Region pointing data:
* * * * * * *

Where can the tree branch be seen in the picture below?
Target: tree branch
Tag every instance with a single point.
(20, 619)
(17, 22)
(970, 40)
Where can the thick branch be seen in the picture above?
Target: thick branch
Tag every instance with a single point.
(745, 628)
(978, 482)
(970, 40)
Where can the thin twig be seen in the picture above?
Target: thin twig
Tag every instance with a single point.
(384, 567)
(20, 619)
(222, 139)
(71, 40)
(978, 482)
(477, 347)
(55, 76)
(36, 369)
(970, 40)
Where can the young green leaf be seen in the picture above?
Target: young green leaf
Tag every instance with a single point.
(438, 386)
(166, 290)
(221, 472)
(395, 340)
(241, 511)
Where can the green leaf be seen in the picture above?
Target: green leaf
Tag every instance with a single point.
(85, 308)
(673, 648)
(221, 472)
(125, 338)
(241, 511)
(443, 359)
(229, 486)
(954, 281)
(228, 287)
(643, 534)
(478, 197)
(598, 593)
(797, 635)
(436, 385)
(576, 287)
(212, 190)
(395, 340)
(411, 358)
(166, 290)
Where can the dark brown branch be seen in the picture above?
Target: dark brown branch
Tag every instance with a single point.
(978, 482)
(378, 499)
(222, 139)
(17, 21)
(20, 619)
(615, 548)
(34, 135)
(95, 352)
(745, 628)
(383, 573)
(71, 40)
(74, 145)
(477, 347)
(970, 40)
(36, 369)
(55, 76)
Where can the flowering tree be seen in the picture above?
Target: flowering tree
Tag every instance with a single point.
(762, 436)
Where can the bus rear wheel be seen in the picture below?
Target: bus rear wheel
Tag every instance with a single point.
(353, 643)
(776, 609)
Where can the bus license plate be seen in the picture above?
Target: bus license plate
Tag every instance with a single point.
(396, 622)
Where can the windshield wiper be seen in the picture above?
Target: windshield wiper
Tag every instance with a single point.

* * * * * * *

### YOUR TASK
If a line in the records contains the word "flowering", copy it out.

### RESPONSE TO THIS TASK
Where can the flowering tree be seen in the picture above?
Target: flowering tree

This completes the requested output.